_Text provided_
Thanks for having a look.

Did you read the description regarding this change?
Alexander Duyck Feb. 3, 2020, 11:17 p.m. UTC | #3
On Mon, Feb 3, 2020 at 1:44 PM David Hildenbrand <david@redhat.com> wrote:
>
>
>
> > Am 03.02.2020 um 22:35 schrieb Alexander Duyck <alexander.duyck@gmail.com>:
> >
> > On Mon, Jan 13, 2020 at 6:40 AM David Hildenbrand <david@redhat.com> wrote:
> >>
> >> Let's update the pfn manually whenever we continue the loop. This makes
> >> the code easier to read but also less error prone (and we can directly
> >> fix one issue).
> >>
> >> When overlap_memmap_init() returns true, pfn is updated to
> >> "memblock_region_memory_end_pfn(r)". So it already points at the *next*
> >> pfn to process. Incrementing the pfn another time is wrong, we might
> >> leave one uninitialized. I spotted this by inspecting the code, so I have
> >> no idea if this is relevant in practise (with kernelcore=mirror).

Location identification items
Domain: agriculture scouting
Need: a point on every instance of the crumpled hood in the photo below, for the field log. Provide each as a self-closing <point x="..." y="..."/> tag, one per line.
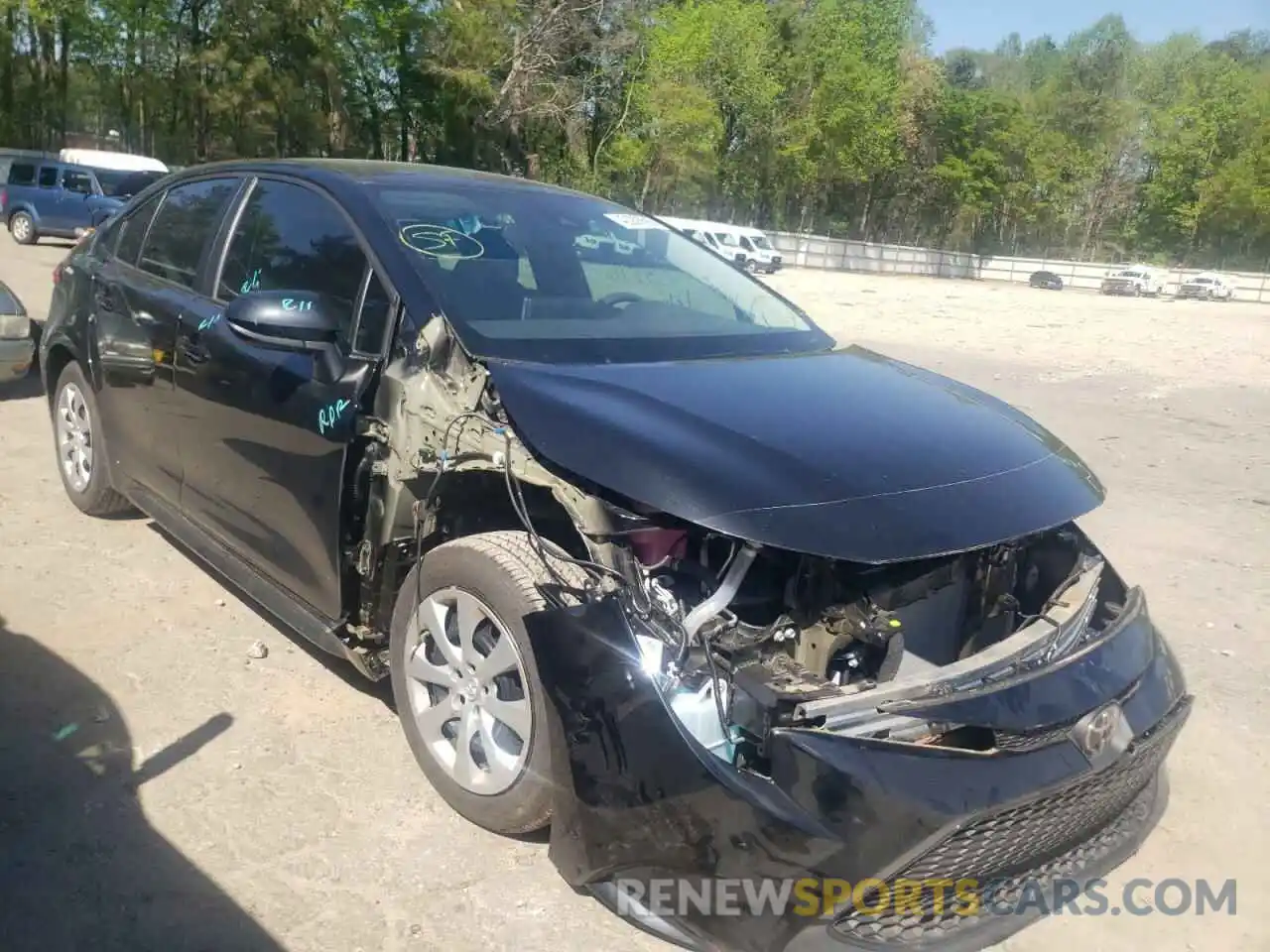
<point x="848" y="454"/>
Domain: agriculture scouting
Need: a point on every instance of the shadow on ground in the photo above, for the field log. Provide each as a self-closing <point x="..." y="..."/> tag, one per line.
<point x="80" y="867"/>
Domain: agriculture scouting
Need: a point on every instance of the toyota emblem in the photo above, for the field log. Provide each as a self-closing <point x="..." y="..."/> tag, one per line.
<point x="1102" y="734"/>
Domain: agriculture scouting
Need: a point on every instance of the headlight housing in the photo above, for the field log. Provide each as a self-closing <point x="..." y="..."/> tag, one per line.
<point x="14" y="326"/>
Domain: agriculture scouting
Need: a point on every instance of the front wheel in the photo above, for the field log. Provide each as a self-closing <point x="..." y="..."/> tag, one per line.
<point x="81" y="454"/>
<point x="465" y="680"/>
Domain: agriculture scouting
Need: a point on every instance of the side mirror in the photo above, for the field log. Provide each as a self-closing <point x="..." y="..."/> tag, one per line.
<point x="289" y="320"/>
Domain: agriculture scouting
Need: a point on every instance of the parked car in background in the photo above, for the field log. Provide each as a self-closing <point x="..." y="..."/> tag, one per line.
<point x="644" y="552"/>
<point x="1046" y="280"/>
<point x="1134" y="281"/>
<point x="1207" y="286"/>
<point x="749" y="249"/>
<point x="17" y="336"/>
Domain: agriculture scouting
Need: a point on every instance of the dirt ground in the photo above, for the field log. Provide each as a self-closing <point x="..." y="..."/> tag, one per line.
<point x="277" y="805"/>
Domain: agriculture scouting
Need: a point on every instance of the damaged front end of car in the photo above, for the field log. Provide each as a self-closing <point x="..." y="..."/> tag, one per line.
<point x="807" y="655"/>
<point x="998" y="716"/>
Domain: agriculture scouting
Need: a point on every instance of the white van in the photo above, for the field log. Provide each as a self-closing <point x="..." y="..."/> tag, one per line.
<point x="119" y="175"/>
<point x="748" y="248"/>
<point x="119" y="162"/>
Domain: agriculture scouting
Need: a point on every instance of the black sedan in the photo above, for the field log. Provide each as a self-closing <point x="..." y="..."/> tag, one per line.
<point x="644" y="555"/>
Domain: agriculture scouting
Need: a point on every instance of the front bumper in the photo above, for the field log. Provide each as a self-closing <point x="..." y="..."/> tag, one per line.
<point x="16" y="357"/>
<point x="642" y="801"/>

_Task goal_
Write the next part of the kernel mailing-list exchange about updating the pfn in the memmap loop, starting right after its last line.

_Answer for this exercise_
> >>
> >> Fixes: a9a9e77fbf27 ("mm: move mirrored memory specific code outside of memmap_init_zone")
> >> Cc: Pavel Tatashin <pasha.tatashin@oracle.com>
> >> Cc: Andrew Morton <akpm@linux-foundation.org>
> >> Cc: Michal Hocko <mhocko@kernel.org>
> >> Cc: Oscar Salvador <osalvador@suse.de>
> >> Cc: Kirill A. Shutemov <kirill@shutemov.name>
> >> Signed-off-by: David Hildenbrand <david@redhat.com>
> >> ---
> >> mm/page_alloc.c | 9 ++++++---
> >> 1 file changed, 6 insertions(+), 3 deletions(-)
> >>
> >> diff --git a/mm/page_alloc.c b/mm/page_alloc.c
> >> index a41bd7341de1..a92791512077 100644
> >> --- a/mm/page_alloc.c
> >> +++ b/mm/page_alloc.c
> >> @@ -5905,18 +5905,20 @@ void __meminit memmap_init_zone(unsigned long size, int nid, unsigned long zone,
> >>        }
> >> #endif
> >>
> >> -       for (pfn = start_pfn; pfn < end_pfn; pfn++) {
> >> +       for (pfn = start_pfn; pfn < end_pfn; ) {
> >>                /*
> >>                 * There can be holes in boot-time mem_map[]s handed to this
> >>                 * function.  They do not exist on hotplugged memory.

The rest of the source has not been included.